• _Extracted text_:
★ ★ ★ ★ ★ ★ ★

Monday, 5 August 2019


I’ve had a lot of depressing e-mails from friends living abroad telling me how miserable I should be and how much more miserable I’m going to be; that a no-deal Brexit will be an economic catastrophe; that we’re all shitting ourselves, or should be.

And those who aren’t are deluding themselves, fiddling as Rome burns.
Although I was an ardent ‘remainer’, as a democrat, I recognise we lost the argument.
- I believe in international co-operation.
- I love Europe and feel very happy there.
- But I prize human spirit, enterprise and resilience above political ideology.

In the end I believe we’ll make the best of the script which, nonetheless, had it been in my power I shouldn’t have written. We need to retain our sense of humour and especially our sense of irony. The “we’re all doomed” school of thinking has no useful role to play.

★ ★ ★ ★ ★ ★ ★

• _Material supplied_:
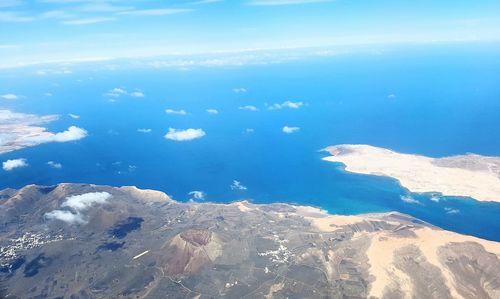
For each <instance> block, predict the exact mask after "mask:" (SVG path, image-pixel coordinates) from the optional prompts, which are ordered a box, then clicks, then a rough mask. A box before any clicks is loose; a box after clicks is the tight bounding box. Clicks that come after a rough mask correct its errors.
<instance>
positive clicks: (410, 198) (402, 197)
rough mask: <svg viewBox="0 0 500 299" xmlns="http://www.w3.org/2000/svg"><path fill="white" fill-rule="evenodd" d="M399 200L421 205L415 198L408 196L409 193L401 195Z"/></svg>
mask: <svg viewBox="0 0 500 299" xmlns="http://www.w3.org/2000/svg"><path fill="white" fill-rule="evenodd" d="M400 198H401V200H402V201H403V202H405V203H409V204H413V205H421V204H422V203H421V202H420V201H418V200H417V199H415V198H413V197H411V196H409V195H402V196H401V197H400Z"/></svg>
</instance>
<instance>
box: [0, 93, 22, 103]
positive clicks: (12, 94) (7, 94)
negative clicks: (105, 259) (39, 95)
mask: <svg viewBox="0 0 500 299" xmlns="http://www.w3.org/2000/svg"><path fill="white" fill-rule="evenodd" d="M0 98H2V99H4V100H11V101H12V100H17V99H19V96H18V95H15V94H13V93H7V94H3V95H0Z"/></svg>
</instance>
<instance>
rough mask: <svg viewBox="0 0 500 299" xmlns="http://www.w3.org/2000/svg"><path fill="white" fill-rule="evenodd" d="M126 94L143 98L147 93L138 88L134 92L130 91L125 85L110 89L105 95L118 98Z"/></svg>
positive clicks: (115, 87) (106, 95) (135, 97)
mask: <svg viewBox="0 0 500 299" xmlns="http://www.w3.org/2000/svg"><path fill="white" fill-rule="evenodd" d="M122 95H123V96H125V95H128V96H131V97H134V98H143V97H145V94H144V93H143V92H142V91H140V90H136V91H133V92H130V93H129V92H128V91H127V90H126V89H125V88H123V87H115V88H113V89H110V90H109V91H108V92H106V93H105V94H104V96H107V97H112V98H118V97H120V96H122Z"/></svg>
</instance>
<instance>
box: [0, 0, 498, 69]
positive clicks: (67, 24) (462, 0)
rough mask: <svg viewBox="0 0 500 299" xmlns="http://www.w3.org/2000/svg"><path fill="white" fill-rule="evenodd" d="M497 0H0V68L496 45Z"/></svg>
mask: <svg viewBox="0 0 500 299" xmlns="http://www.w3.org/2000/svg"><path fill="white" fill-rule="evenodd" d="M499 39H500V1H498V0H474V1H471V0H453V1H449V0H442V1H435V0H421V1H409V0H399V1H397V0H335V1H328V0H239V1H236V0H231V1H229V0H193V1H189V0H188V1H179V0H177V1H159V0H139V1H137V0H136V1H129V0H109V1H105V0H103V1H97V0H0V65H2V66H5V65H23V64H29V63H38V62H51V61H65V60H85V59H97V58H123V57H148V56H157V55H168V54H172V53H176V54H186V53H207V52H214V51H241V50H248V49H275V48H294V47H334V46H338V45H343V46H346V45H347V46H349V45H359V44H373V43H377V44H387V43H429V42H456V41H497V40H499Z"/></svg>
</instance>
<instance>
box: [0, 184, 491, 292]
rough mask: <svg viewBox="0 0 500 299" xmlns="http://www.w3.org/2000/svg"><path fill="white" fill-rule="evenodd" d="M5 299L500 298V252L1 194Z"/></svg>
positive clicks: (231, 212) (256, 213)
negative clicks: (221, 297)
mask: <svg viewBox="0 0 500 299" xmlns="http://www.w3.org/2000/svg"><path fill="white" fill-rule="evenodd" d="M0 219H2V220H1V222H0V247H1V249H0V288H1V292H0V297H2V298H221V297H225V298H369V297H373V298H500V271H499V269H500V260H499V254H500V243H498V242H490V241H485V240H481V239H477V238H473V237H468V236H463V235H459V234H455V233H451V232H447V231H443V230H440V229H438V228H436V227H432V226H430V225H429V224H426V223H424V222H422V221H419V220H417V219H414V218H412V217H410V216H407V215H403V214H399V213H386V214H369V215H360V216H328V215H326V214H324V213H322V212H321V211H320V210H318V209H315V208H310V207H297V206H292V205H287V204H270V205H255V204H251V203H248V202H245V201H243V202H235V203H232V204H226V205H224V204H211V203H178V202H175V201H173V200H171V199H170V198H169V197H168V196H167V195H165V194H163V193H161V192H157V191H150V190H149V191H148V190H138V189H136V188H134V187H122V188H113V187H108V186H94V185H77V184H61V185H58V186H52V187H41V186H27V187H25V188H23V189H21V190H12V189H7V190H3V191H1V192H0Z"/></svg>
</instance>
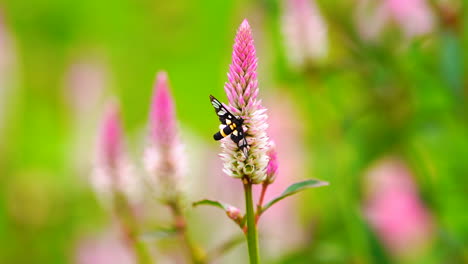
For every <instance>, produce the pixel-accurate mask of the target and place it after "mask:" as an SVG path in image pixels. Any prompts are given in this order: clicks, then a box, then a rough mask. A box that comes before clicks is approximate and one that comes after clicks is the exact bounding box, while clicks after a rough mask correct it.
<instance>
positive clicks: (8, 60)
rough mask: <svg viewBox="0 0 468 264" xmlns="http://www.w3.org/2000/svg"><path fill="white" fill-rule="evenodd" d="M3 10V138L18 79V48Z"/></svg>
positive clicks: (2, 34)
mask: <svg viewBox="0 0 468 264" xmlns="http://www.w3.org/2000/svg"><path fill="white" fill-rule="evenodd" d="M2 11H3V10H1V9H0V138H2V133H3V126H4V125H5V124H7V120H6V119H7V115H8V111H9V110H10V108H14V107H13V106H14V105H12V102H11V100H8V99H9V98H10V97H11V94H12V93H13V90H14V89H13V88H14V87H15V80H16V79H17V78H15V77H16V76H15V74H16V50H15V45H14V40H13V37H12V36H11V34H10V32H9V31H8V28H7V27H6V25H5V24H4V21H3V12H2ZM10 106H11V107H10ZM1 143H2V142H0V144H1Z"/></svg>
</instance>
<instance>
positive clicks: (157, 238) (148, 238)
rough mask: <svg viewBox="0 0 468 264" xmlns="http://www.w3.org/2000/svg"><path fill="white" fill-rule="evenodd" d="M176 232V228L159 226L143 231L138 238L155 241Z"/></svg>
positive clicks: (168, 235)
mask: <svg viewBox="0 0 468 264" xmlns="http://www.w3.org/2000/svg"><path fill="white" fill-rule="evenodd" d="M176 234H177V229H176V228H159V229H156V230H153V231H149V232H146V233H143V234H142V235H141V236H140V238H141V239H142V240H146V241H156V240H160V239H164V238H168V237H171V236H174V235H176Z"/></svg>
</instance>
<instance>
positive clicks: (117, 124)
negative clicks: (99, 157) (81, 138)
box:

★ ★ ★ ★ ★ ★ ★

• _Task requirements_: Reproduce the passage of the Brexit post from "- But I prize" up to and including "role to play.". Rely solely on the Brexit post above.

• _Answer below_:
- But I prize human spirit, enterprise and resilience above political ideology.

In the end I believe we’ll make the best of the script which, nonetheless, had it been in my power I shouldn’t have written. We need to retain our sense of humour and especially our sense of irony. The “we’re all doomed” school of thinking has no useful role to play.